* SET PROBLEM
Write out, unchanged, the lines from the one holding "[tag] golden brown" to the close of the listing. Both the first and last lines belong in it.

= = = =

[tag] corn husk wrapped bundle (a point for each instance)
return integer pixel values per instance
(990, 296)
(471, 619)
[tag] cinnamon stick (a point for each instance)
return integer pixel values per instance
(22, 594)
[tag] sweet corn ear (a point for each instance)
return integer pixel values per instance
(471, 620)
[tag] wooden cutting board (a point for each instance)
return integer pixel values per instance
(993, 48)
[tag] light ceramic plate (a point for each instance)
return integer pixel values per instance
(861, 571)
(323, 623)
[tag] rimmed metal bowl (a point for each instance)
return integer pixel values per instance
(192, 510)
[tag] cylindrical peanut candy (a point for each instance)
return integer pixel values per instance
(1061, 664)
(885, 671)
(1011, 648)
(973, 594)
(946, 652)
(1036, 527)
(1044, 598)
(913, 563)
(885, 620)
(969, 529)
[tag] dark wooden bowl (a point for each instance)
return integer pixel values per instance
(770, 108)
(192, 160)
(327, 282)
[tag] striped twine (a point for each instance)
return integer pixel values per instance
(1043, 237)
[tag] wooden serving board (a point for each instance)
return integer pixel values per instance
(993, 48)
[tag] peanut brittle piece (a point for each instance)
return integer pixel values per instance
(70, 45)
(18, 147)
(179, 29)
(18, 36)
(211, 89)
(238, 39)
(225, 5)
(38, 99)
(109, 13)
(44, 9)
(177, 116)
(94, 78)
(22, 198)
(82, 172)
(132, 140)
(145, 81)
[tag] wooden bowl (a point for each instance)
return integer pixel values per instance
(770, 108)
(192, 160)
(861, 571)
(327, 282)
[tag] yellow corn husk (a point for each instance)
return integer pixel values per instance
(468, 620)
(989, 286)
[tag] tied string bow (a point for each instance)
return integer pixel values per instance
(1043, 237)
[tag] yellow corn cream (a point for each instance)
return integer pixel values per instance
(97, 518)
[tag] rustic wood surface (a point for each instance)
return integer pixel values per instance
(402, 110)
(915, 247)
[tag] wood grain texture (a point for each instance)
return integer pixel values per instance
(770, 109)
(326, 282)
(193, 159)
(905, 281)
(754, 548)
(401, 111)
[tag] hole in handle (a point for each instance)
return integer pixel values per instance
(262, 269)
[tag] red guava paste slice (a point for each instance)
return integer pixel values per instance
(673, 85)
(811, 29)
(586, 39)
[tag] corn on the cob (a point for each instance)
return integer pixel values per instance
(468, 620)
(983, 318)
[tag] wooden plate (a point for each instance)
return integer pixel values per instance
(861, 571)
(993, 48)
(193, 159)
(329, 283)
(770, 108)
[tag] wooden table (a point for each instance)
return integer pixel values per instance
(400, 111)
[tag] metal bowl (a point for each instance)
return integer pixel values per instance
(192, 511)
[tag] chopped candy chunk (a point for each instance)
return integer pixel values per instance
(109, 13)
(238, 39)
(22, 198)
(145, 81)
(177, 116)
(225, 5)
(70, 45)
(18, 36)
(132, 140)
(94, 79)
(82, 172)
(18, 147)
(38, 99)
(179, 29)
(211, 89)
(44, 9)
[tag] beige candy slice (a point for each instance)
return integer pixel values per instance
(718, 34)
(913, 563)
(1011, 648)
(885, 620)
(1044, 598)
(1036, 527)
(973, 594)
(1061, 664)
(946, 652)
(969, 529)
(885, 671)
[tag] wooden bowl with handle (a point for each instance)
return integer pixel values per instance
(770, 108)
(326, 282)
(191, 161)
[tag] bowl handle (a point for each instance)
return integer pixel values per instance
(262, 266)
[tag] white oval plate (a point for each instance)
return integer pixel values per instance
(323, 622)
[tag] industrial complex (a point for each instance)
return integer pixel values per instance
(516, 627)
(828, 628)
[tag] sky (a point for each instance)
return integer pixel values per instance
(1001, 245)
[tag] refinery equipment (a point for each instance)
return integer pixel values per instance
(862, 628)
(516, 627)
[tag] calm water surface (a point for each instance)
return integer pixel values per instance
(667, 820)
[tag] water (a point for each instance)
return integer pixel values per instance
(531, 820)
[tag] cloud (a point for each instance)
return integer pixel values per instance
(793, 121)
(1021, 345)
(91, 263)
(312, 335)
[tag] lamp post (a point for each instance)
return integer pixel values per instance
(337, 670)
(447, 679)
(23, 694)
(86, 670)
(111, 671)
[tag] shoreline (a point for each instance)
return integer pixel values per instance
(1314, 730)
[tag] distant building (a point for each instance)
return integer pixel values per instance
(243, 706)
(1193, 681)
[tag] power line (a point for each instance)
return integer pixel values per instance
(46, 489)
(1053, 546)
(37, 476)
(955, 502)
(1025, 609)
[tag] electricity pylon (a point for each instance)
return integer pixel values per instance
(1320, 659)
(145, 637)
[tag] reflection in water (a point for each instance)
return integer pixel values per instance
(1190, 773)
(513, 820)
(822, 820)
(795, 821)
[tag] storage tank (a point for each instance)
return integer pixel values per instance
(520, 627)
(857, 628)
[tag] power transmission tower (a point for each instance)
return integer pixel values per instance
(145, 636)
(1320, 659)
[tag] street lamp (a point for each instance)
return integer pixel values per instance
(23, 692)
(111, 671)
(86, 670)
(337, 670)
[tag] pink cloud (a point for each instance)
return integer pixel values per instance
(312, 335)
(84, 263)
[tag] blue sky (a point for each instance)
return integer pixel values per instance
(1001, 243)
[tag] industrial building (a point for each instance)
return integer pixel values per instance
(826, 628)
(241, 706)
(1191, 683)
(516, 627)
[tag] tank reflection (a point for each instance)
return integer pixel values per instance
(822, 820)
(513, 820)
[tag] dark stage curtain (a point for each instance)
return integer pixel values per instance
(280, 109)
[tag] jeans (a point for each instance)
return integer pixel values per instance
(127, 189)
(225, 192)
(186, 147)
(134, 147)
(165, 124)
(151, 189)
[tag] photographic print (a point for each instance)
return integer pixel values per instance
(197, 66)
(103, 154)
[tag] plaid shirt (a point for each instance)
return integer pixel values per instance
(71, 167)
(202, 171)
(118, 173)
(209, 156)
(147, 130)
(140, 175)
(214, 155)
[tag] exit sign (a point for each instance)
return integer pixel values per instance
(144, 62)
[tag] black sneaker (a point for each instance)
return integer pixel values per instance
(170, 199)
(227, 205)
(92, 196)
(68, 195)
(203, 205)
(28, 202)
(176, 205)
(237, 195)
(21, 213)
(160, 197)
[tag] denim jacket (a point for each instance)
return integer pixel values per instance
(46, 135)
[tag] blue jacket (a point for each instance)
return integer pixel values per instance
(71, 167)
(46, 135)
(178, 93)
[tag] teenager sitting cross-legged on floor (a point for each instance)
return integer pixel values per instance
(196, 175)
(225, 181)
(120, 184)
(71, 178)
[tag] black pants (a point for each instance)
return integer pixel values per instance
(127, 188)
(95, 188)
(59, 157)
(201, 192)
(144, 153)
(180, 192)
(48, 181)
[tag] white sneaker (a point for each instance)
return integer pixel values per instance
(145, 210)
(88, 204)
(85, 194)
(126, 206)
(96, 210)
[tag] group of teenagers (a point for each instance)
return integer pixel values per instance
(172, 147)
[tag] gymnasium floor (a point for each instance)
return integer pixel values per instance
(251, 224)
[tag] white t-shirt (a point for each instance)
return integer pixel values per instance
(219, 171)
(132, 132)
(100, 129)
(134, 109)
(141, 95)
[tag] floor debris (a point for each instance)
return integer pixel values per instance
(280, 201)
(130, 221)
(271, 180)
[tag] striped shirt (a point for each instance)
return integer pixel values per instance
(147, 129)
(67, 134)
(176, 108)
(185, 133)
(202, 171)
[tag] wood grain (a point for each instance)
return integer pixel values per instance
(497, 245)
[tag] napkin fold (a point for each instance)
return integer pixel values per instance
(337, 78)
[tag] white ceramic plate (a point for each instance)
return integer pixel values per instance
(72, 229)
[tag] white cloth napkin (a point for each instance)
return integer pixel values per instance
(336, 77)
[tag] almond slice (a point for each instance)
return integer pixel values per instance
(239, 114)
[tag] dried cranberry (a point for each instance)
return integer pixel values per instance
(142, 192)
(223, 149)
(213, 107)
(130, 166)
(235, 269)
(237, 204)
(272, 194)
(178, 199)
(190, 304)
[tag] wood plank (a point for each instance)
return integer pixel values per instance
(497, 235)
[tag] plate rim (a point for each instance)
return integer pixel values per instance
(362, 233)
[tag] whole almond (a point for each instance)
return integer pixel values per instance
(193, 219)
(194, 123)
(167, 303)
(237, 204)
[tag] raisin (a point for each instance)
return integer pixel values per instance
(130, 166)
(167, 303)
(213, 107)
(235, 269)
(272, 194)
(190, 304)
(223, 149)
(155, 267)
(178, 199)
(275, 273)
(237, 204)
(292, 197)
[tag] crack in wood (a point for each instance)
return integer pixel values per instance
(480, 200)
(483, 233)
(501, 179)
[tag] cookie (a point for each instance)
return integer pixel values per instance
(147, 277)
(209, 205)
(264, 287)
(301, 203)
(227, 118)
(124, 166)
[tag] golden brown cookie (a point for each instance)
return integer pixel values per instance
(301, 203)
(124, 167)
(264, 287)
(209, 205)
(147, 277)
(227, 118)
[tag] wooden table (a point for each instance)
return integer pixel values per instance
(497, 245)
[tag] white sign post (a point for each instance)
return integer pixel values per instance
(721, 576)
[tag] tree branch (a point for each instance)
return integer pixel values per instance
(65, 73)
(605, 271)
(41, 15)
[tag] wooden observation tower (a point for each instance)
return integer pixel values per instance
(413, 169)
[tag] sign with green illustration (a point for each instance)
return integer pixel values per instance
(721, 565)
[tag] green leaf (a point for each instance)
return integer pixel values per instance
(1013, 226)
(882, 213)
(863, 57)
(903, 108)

= = = =

* TASK SOLUTION
[tag] golden brown cookie (a point for each instance)
return integer pixel values per instance
(301, 203)
(124, 167)
(264, 287)
(209, 205)
(147, 277)
(227, 118)
[tag] wooden table (a point for each instance)
return integer pixel values per instance
(497, 245)
[tag] white sign post (a point for each instance)
return integer pixel values per instance
(721, 576)
[tag] tree branch (a point for each instance)
return integer pixel values per instance
(65, 73)
(605, 271)
(41, 15)
[tag] wooden observation tower (a point for each instance)
return integer pixel values per instance
(413, 169)
[tag] sign with green illustration (a point for each instance)
return integer pixel values per instance
(721, 565)
[tag] green leaf (a point for each instance)
return integer pixel values per instance
(1013, 226)
(882, 213)
(863, 57)
(903, 108)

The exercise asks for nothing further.